§ PROBLEM: Turn every line of the items below into one numbered list, leaving out any blank lines.

§ RECORDS TO PROCESS:

+++++

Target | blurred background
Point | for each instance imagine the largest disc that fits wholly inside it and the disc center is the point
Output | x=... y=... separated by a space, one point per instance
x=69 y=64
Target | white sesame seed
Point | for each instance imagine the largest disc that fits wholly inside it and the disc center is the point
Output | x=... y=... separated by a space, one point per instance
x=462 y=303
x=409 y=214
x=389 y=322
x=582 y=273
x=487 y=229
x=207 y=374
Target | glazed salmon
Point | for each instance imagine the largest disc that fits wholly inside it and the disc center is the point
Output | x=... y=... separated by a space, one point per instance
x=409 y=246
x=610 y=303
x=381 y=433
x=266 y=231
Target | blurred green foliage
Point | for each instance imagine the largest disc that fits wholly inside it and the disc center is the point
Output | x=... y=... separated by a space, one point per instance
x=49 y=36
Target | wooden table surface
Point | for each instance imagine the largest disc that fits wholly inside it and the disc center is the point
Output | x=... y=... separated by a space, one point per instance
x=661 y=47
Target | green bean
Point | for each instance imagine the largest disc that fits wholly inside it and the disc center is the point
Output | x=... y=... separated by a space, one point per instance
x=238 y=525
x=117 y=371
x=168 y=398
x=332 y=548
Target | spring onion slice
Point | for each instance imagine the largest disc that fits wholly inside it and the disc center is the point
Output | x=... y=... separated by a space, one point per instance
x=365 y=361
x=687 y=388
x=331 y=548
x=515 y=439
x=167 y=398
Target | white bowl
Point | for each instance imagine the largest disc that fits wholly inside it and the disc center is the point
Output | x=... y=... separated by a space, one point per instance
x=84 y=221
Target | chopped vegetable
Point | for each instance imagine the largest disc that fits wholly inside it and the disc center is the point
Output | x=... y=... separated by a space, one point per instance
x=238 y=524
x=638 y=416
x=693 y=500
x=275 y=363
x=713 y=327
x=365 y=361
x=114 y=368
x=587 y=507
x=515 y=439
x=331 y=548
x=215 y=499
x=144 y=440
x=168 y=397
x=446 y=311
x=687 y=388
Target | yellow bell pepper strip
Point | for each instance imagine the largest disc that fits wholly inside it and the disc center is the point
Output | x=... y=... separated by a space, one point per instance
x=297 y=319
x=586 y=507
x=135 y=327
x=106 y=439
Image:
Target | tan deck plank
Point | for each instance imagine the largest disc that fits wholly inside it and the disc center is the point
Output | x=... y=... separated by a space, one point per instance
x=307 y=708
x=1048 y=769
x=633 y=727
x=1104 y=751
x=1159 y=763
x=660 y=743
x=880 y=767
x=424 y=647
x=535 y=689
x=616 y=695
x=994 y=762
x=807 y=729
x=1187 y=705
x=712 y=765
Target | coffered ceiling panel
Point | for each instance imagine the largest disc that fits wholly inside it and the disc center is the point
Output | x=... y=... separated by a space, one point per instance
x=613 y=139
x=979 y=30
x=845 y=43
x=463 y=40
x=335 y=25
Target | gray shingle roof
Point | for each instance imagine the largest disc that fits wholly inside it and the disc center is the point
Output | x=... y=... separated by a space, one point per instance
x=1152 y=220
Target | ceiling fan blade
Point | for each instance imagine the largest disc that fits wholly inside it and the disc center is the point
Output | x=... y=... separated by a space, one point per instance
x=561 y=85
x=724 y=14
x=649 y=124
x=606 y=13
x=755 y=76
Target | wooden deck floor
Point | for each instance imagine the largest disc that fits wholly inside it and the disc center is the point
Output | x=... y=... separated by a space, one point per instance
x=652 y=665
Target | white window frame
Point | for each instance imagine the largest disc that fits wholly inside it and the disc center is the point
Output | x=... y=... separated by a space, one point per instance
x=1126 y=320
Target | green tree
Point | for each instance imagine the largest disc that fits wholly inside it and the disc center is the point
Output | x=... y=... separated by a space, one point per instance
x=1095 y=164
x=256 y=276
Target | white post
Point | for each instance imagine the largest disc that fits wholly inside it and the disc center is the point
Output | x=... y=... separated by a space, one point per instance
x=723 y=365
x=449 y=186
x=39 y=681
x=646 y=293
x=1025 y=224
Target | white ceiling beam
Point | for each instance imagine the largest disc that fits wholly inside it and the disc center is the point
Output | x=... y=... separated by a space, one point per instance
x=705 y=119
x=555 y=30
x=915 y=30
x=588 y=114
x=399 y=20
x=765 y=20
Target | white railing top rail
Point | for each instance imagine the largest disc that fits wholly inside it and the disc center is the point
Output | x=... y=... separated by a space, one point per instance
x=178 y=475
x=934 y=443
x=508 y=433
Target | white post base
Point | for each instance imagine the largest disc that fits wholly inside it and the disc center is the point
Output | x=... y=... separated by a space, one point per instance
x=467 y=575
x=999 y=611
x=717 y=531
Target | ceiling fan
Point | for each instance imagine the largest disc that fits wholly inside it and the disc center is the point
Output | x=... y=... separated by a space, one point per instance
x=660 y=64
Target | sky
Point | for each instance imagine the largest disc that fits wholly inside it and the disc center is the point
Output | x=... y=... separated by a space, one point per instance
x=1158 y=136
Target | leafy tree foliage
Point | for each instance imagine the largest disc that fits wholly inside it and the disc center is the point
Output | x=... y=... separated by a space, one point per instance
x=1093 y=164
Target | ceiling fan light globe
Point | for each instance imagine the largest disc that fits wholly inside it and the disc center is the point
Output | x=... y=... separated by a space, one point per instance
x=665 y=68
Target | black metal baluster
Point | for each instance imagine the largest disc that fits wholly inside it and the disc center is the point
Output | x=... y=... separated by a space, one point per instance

+++++

§ PROBLEM SOLUTION:
1. Target | blurred background
2. Point | for each instance imagine the largest disc that fits wholly inside it and the disc center is the point
3. Output | x=... y=... separated by a space, one point per instance
4. x=69 y=64
5. Target | white sesame seed
6. Point | for each instance imagine the largest disc that fits wholly inside it and the disc center is the point
7. Output | x=... y=... separated by a space, one point per instance
8. x=462 y=303
9. x=409 y=214
10. x=389 y=322
11. x=582 y=273
12. x=487 y=229
13. x=207 y=374
14. Target | glazed salmon
15. Point | for each instance imagine the largest disc that fits wholly inside it and the disc center is the point
16. Output | x=... y=... separated by a space, one point per instance
17. x=409 y=246
18. x=610 y=303
19. x=381 y=433
20. x=266 y=231
21. Target | blurred green foliage
22. Point | for each instance imagine the largest disc that fits wholly inside it and the disc center is the point
23. Output | x=... y=... separated by a space, one point per instance
24. x=49 y=36
25. Target | wooden table surface
26. Point | for each instance imagine the largest disc that fits wholly inside it and the disc center is the point
27. Output | x=... y=... separated by a space, one point per instance
28. x=661 y=47
29. Target | green bean
30. Point | for each instance imagine the largest disc that fits wholly inside it and the disc center is the point
31. Output | x=... y=... separated by a space, one point per instance
32. x=238 y=525
33. x=117 y=371
34. x=168 y=398
35. x=332 y=548
36. Target | spring onion slice
37. Point | for each instance imagine the largest disc that fits wholly inside it and the disc center is the point
38. Output | x=... y=... separated by a space, one point per instance
39. x=365 y=361
40. x=687 y=388
41. x=331 y=548
42. x=515 y=439
43. x=167 y=398
44. Target | white bowl
45. Point | for each instance imagine the largest disc that fits wholly inside it and the disc center is the point
46. Output | x=... y=... separated by a space, one point per instance
47. x=84 y=221
48. Target | chopped vegetable
49. Point | for each instance imagine the largest disc that fits wholly inside it and the disc center is the point
50. Output | x=... y=... separated by a space, one point per instance
51. x=238 y=524
52. x=638 y=416
53. x=693 y=500
54. x=275 y=363
55. x=713 y=327
56. x=365 y=361
57. x=114 y=368
58. x=587 y=507
59. x=515 y=439
60. x=331 y=548
61. x=215 y=499
62. x=144 y=440
63. x=168 y=397
64. x=446 y=311
65. x=687 y=388
66. Target | yellow bell pepper strip
67. Point | for each instance imagine the largest disc that fits wholly inside it and the disc center is the point
68. Output | x=... y=... separated by a space, one point per instance
69. x=297 y=319
70. x=586 y=507
71. x=135 y=327
72. x=106 y=439
73. Image:
74. Target | tan deck plank
75. Point | for each instance imagine the largest disc that fits wholly inside it and the disc center is the point
76. Output | x=... y=... separated by a space, one point per instance
77. x=307 y=708
78. x=1048 y=769
79. x=633 y=727
80. x=1104 y=751
81. x=1159 y=763
82. x=660 y=743
83. x=880 y=767
84. x=424 y=647
85. x=535 y=689
86. x=616 y=695
87. x=994 y=762
88. x=807 y=729
89. x=1187 y=705
90. x=712 y=765
91. Target | coffered ceiling panel
92. Point | for each instance imagine the largest disc that fits wholly inside it and the disc center is the point
93. Output | x=... y=... separated by a space, one point per instance
94. x=613 y=139
95. x=979 y=30
96. x=845 y=43
97. x=463 y=40
98. x=335 y=25
99. Target | gray shingle roof
100. Point | for each instance imagine the largest disc that fits wholly inside it and the disc center is the point
101. Output | x=... y=... separated by a space, one point per instance
102. x=1152 y=220
103. Target | ceiling fan blade
104. Point | for each instance imagine the largest disc that fits wholly inside it and the disc center is the point
105. Output | x=... y=... separated by a space, one point per instance
106. x=561 y=85
107. x=724 y=14
108. x=649 y=124
109. x=606 y=13
110. x=755 y=76
111. Target | wooden deck floor
112. Point | for each instance imagine the largest disc that fits wholly inside it and the disc center is the point
113. Output | x=... y=... separated by a space, one point per instance
114. x=652 y=665
115. Target | white window frame
116. Point | for each instance imagine the largest disc that fits wholly inside it and the disc center is the point
117. Output | x=... y=... separated by a space, one point per instance
118. x=1126 y=320
119. Target | green tree
120. Point | for each instance imagine the largest disc that fits wholly inside it and the disc center is the point
121. Output | x=... y=... separated by a space, one point per instance
122. x=1095 y=164
123. x=256 y=276
124. Target | white post
125. Point | for each instance imagine the largest disc that fits wholly inside it and the disc center is the point
126. Output | x=... y=... separated by a space, one point per instance
127. x=723 y=365
128. x=449 y=186
129. x=39 y=681
130. x=646 y=293
131. x=1025 y=224
132. Target | white ceiling beam
133. Point | for each instance imagine the largest disc that fits wholly inside it and the disc center is the point
134. Output | x=... y=... separated by a space, one point per instance
135. x=705 y=119
136. x=555 y=30
137. x=915 y=30
138. x=588 y=114
139. x=399 y=20
140. x=765 y=20
141. Target | white railing top rail
142. Point | for each instance imagine the largest disc that fits wholly inside it and the disc center is the point
143. Output | x=... y=... separated by a space, one point per instance
144. x=178 y=475
145. x=934 y=443
146. x=508 y=433
147. Target | white post base
148. Point | for each instance imagine the largest disc that fits wholly inside it and the disc center is the point
149. Output | x=... y=... separated by a space, one point per instance
150. x=467 y=575
151. x=999 y=611
152. x=717 y=531
153. Target | ceiling fan
154. Point | for each instance imagine the largest disc that fits wholly inside it and the disc center is the point
155. Output | x=... y=... separated by a space, one point per instance
156. x=660 y=64
157. Target | sky
158. Point | for each instance imagine the largest disc that fits wholly inside it and the disc center is the point
159. Output | x=... y=... separated by a space, one point per instance
160. x=1158 y=136
161. Target | leafy tree foliage
162. Point | for each instance imagine the largest disc that fits wholly inside it and the disc center is the point
163. Output | x=... y=... separated by a space, one point per instance
164. x=1093 y=164
165. Target | ceiling fan light globe
166. Point | for each instance imagine the largest disc that fits wholly inside it and the disc center is the point
167. Output | x=... y=... separated by a space, one point per instance
168. x=665 y=68
169. Target | black metal baluster
170. Point | for each instance imagine the largest disc that fits wholly inside it and the disc center is the point
171. Output | x=... y=... separated by a space, one point per instance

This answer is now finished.